EXERCISE DETAILS: Report every line below that holds the word "green".

━━━━━ INPUT

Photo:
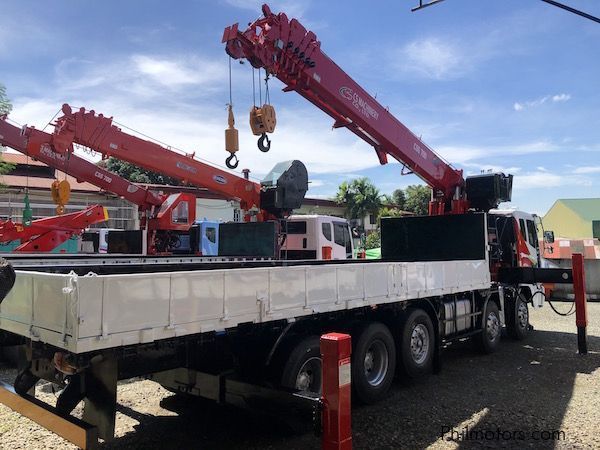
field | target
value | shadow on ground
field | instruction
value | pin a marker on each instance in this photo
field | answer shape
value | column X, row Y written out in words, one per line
column 523, row 388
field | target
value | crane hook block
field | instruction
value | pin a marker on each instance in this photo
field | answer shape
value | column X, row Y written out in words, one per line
column 61, row 192
column 232, row 161
column 264, row 143
column 262, row 120
column 232, row 143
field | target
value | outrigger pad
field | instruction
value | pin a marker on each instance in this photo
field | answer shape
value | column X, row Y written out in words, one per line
column 7, row 278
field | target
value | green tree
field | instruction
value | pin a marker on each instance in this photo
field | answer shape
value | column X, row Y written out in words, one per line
column 373, row 240
column 417, row 199
column 5, row 108
column 360, row 197
column 136, row 174
column 398, row 198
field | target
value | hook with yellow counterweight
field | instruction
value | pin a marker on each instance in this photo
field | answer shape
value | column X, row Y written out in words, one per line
column 61, row 191
column 263, row 121
column 232, row 143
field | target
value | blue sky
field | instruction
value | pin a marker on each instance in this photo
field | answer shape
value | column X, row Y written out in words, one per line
column 507, row 85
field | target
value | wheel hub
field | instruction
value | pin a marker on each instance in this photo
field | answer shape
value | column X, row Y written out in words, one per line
column 309, row 376
column 419, row 343
column 376, row 363
column 492, row 326
column 522, row 315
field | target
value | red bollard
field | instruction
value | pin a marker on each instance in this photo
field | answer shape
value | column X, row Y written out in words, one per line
column 336, row 349
column 580, row 302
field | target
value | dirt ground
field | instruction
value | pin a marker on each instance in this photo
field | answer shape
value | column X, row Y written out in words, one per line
column 538, row 393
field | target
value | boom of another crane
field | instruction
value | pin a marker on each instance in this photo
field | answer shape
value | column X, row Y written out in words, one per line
column 282, row 191
column 160, row 214
column 286, row 50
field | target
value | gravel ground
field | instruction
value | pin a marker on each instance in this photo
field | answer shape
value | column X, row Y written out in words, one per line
column 515, row 396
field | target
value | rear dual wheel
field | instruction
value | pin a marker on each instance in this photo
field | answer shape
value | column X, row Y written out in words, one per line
column 373, row 364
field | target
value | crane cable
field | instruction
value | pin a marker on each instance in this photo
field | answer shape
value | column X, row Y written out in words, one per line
column 232, row 144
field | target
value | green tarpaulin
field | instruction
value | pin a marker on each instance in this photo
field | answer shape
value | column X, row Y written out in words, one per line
column 374, row 253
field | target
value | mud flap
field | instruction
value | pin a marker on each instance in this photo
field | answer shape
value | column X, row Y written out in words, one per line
column 100, row 402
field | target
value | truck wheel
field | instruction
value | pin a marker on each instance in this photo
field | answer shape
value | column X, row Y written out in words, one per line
column 517, row 318
column 489, row 338
column 417, row 344
column 373, row 363
column 303, row 368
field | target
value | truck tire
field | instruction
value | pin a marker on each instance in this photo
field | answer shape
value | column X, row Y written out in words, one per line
column 7, row 278
column 417, row 344
column 517, row 318
column 373, row 363
column 488, row 340
column 303, row 369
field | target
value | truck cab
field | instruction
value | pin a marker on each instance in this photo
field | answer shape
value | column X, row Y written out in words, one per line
column 317, row 237
column 526, row 243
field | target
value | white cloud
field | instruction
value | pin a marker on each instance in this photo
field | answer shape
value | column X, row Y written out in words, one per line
column 174, row 73
column 561, row 98
column 558, row 98
column 465, row 154
column 543, row 179
column 433, row 58
column 587, row 170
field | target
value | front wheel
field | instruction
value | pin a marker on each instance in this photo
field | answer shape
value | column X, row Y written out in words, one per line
column 489, row 338
column 302, row 370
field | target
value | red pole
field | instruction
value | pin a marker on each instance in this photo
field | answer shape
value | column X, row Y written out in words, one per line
column 580, row 302
column 336, row 349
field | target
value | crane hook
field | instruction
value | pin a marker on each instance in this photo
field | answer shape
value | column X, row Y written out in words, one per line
column 229, row 163
column 261, row 143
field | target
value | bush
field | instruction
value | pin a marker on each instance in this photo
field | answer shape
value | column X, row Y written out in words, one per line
column 373, row 240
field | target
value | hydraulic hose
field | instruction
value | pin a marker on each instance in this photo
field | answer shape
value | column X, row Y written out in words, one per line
column 570, row 312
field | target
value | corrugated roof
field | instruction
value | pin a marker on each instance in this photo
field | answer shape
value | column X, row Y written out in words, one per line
column 586, row 208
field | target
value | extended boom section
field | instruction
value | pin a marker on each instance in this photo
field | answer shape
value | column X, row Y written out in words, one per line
column 291, row 53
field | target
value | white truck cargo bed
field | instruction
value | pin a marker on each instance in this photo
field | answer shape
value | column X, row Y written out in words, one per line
column 92, row 312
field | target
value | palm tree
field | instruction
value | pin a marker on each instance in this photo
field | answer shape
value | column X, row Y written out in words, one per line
column 360, row 197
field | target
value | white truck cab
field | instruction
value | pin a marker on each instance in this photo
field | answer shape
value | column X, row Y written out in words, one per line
column 317, row 237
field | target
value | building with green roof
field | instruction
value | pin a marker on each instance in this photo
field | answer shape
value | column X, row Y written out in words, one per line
column 574, row 218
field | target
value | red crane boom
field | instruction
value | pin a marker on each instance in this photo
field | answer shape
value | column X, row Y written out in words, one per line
column 286, row 50
column 38, row 145
column 282, row 191
column 160, row 213
column 98, row 133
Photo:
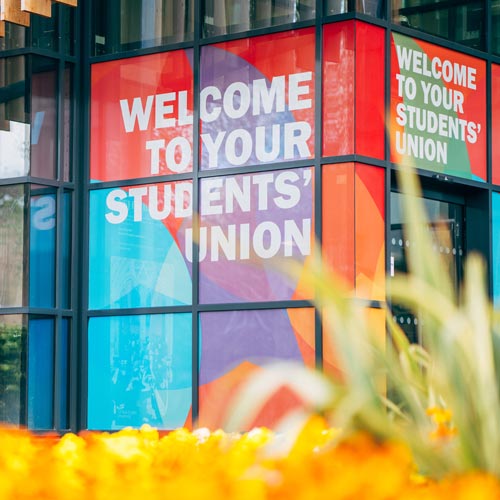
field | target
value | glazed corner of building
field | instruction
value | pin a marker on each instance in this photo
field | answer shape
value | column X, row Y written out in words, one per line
column 281, row 127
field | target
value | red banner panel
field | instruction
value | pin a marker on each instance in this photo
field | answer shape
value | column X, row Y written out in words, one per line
column 257, row 100
column 353, row 226
column 370, row 108
column 353, row 89
column 142, row 116
column 338, row 88
column 495, row 123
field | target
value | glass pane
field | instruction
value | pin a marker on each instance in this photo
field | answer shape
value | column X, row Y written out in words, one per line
column 63, row 351
column 438, row 109
column 67, row 139
column 12, row 361
column 42, row 247
column 257, row 100
column 14, row 122
column 496, row 247
column 43, row 117
column 251, row 225
column 12, row 204
column 221, row 17
column 461, row 22
column 370, row 7
column 139, row 258
column 120, row 25
column 237, row 344
column 40, row 373
column 140, row 371
column 14, row 37
column 66, row 251
column 446, row 224
column 495, row 123
column 339, row 63
column 142, row 125
column 353, row 227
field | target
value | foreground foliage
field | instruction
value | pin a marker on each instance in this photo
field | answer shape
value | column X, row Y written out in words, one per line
column 134, row 464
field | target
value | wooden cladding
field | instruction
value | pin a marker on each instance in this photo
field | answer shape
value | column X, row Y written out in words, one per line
column 10, row 10
column 72, row 3
column 40, row 7
column 18, row 11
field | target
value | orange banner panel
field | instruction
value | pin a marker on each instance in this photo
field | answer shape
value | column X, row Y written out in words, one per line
column 338, row 219
column 370, row 241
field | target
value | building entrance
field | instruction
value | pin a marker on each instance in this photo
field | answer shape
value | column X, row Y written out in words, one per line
column 446, row 222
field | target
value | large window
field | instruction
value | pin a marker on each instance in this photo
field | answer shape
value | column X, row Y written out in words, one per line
column 120, row 25
column 231, row 16
column 461, row 21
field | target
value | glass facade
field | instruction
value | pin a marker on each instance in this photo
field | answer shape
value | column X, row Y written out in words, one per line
column 164, row 165
column 37, row 221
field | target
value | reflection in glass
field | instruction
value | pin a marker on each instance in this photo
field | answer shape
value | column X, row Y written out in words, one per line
column 14, row 123
column 67, row 33
column 12, row 203
column 40, row 373
column 12, row 381
column 67, row 124
column 133, row 24
column 63, row 361
column 43, row 117
column 65, row 280
column 230, row 16
column 247, row 235
column 446, row 227
column 139, row 371
column 139, row 259
column 371, row 7
column 42, row 248
column 14, row 37
column 461, row 21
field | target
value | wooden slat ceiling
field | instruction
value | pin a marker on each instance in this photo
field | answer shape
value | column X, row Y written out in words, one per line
column 19, row 11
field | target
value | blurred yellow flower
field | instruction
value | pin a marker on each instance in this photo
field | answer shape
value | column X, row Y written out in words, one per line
column 135, row 464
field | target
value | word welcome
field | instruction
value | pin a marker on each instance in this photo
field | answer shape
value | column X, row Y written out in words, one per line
column 432, row 113
column 234, row 145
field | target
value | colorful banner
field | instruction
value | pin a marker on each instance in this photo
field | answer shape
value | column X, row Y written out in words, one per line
column 139, row 371
column 142, row 116
column 353, row 226
column 495, row 123
column 353, row 89
column 438, row 109
column 236, row 344
column 250, row 225
column 257, row 100
column 495, row 216
column 139, row 258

━━━━━━━━━━

FINISHED TASK:
value | green tree
value | green tarpaulin
value | building with green roof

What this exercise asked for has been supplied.